_Problem to work on_
Could you repeat, word for word, only the lines from the one containing "Entity to detect: silver car" through the final line of the records below?

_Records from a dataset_
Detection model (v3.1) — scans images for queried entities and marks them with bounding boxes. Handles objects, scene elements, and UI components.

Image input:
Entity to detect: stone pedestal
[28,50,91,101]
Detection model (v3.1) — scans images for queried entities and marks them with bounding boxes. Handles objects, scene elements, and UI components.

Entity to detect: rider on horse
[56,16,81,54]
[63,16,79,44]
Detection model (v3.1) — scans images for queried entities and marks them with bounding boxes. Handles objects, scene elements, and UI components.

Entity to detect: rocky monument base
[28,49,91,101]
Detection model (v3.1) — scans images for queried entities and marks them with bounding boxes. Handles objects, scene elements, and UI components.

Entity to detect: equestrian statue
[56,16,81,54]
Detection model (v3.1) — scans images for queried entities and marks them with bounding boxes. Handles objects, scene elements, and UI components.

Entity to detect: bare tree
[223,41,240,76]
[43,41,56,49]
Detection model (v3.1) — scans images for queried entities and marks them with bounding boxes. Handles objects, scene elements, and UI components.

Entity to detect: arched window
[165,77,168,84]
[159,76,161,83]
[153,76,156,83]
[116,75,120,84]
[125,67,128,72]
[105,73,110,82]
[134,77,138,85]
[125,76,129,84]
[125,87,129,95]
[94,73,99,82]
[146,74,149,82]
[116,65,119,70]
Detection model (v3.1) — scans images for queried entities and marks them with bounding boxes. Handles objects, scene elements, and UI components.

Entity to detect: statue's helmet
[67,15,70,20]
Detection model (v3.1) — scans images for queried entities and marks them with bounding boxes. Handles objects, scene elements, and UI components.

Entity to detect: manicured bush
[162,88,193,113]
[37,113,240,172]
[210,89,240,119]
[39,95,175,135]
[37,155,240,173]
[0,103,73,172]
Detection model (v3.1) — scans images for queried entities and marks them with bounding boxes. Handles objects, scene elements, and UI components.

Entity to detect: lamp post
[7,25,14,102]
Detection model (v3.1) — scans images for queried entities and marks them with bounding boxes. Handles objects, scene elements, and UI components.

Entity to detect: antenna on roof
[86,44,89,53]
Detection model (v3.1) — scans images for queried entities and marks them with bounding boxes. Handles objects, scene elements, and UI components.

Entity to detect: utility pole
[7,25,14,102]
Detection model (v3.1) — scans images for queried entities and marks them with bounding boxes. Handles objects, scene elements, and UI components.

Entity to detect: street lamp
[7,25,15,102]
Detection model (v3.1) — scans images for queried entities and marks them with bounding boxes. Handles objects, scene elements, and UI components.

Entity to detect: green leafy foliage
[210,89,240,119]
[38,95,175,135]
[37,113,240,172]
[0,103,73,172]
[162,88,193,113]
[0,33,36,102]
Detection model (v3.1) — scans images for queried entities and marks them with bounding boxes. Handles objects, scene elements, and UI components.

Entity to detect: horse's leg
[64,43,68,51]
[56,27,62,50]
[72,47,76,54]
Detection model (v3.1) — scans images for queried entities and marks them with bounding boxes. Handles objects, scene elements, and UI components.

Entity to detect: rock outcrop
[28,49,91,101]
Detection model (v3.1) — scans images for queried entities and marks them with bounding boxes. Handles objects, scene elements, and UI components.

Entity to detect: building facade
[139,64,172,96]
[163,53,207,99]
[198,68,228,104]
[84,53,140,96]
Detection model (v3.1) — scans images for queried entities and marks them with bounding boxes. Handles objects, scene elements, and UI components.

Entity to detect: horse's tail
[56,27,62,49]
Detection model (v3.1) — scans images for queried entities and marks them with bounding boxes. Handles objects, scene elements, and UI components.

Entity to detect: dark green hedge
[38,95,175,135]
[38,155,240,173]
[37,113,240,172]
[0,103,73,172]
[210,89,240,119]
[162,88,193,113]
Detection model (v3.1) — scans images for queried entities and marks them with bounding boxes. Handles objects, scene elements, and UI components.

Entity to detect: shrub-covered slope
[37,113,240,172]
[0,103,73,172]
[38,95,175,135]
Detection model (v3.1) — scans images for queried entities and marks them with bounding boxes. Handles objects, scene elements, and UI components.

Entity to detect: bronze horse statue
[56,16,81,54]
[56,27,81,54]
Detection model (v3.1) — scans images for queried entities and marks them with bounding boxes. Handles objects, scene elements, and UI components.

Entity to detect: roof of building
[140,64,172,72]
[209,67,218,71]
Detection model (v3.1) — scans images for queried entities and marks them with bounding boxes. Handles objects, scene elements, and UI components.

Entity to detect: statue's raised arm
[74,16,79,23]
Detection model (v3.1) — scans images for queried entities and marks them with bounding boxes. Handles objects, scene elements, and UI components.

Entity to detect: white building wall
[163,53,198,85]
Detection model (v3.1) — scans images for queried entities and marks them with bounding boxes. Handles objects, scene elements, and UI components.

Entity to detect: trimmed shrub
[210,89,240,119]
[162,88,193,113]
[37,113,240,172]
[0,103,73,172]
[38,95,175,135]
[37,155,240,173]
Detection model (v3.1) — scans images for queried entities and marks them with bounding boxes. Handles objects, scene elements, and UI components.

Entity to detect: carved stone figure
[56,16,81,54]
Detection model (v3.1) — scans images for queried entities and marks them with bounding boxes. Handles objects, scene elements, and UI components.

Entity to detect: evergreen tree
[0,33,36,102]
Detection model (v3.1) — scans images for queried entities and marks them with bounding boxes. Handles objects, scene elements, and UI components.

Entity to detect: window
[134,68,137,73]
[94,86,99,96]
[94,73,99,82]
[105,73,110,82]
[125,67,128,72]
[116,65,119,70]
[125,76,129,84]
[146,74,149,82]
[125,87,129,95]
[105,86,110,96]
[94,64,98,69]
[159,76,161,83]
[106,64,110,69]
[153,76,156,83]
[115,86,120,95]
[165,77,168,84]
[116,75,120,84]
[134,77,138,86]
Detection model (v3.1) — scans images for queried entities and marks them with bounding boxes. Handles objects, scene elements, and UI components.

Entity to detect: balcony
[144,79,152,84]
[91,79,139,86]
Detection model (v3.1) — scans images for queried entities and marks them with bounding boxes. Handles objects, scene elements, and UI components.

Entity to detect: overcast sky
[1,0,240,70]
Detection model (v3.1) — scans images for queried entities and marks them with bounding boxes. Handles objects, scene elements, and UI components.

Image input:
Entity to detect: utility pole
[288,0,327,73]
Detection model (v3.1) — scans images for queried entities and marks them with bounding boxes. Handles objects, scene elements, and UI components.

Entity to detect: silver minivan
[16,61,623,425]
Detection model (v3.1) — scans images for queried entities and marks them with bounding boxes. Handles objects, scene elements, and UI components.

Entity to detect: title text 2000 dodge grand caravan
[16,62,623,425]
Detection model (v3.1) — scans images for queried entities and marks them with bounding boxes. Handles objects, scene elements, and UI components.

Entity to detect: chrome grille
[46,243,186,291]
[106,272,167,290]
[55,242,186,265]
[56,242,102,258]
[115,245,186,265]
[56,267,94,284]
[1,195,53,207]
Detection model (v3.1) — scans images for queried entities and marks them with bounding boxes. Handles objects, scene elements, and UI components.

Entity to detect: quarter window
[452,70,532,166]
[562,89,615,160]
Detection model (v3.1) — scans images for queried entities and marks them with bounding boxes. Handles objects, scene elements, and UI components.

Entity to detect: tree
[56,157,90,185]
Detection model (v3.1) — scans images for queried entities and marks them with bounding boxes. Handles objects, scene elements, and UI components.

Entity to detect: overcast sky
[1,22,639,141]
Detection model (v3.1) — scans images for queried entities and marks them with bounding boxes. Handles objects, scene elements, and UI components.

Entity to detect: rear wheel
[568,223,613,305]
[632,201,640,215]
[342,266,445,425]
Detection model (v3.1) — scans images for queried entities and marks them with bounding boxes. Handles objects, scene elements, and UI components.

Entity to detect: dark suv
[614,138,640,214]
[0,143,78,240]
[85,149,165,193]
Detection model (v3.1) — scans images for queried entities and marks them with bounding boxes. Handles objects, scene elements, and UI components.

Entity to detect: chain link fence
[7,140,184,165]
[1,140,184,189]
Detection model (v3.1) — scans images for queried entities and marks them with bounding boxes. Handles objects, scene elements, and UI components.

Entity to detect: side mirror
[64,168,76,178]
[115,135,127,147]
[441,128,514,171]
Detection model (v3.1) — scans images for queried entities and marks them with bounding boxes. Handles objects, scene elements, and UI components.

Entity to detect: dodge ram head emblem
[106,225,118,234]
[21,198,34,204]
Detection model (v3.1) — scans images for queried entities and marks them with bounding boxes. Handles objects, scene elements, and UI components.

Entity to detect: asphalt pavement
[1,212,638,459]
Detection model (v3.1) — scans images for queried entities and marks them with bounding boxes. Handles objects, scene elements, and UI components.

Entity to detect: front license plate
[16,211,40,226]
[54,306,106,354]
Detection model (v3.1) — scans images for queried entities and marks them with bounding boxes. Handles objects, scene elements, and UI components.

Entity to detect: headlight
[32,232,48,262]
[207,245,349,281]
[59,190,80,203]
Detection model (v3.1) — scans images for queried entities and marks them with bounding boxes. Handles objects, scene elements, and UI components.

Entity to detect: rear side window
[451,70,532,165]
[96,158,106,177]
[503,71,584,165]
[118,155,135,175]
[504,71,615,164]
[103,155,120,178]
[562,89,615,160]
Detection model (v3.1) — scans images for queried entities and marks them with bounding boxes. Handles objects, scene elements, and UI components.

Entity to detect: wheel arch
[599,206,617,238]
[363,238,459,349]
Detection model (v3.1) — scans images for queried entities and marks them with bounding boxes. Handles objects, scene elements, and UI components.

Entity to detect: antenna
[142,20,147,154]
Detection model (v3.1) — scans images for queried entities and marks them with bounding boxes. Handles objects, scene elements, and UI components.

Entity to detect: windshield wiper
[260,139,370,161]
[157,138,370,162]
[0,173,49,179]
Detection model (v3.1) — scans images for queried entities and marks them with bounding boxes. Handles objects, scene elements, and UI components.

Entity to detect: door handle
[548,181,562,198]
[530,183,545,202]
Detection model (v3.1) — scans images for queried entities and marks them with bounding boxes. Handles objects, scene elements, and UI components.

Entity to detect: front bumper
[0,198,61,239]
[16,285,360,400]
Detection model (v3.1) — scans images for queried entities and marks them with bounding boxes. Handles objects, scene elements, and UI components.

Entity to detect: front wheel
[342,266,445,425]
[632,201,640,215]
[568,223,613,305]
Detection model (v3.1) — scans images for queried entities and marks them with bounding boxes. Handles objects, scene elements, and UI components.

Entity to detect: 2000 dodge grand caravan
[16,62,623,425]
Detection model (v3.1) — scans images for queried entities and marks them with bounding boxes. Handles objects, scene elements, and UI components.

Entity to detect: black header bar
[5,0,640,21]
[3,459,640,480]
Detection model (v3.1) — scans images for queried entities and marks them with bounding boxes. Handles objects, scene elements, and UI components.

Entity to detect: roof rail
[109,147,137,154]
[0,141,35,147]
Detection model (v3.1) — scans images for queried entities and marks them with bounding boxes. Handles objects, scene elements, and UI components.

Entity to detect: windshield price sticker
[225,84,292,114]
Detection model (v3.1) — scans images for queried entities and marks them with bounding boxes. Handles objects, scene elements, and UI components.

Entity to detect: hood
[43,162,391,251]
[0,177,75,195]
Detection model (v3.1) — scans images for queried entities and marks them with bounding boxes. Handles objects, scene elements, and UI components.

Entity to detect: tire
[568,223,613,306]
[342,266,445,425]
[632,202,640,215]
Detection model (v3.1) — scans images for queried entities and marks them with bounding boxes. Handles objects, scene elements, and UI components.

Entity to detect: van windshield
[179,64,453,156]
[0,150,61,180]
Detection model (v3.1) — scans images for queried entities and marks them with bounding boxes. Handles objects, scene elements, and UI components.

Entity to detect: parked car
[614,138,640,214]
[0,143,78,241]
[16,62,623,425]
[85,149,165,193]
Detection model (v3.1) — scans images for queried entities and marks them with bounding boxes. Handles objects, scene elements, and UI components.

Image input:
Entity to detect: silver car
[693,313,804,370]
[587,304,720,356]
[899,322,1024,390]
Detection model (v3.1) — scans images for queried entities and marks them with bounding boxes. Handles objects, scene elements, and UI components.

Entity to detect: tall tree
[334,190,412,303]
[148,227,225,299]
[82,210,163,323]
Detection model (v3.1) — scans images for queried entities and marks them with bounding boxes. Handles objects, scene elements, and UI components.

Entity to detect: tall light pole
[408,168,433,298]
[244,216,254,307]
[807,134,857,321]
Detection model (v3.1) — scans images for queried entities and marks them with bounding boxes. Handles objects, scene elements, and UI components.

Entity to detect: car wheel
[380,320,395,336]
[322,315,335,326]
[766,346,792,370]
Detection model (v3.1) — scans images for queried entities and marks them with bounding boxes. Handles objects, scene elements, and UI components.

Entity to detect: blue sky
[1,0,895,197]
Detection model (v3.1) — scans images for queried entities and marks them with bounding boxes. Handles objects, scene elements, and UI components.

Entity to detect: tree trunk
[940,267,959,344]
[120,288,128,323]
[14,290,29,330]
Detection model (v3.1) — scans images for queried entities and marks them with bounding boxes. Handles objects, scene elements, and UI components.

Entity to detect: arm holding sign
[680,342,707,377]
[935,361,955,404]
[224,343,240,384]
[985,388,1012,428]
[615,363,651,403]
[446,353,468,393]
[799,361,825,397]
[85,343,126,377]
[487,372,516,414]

_Answer area_
Entity to detect: silver car
[693,313,804,370]
[587,304,720,356]
[899,322,1024,390]
Detection model (v3.1) — scans images for queried entities and marks them with bounding boxes. Handles objects, scene elements, and UI components.

Entity to detect: tall tree
[334,190,412,303]
[148,227,225,299]
[82,210,163,323]
Detection model (v3.1) — scans images for queried entities and marks them with bounding boxes. Handles objects, scene elements, and UI components.

Entity to detect: tall light pole
[408,168,433,298]
[244,216,254,307]
[807,134,857,321]
Detection model (v3.1) — scans images for queried entities and marks them with bounding boxes. Handles objects, scene elements, and UI components.

Entity to detect: car wheel
[380,320,395,336]
[322,315,335,326]
[766,346,792,370]
Detection model (v3.1) — scans images for queried entities and marks them with bounding boxes. Handles objects, scene elements, and UI components.

Entity to detect: blue sky
[1,0,895,197]
Detection model (v3.1) — scans images for queried entities and marks them with bounding boxes. Handles objects, scene elements, and UI components.

Entity to detect: tree trunk
[940,267,959,344]
[120,288,128,323]
[14,290,29,330]
Detection model (v3.1) — scans images for queried entities and marks them with bounding boxes. Handles objects, scene elements, and UI components.

Entity to detect: arm holding sign
[680,342,707,377]
[935,361,955,404]
[224,343,240,384]
[985,388,1012,428]
[615,363,651,403]
[446,353,468,393]
[799,361,825,397]
[85,343,126,377]
[487,372,516,414]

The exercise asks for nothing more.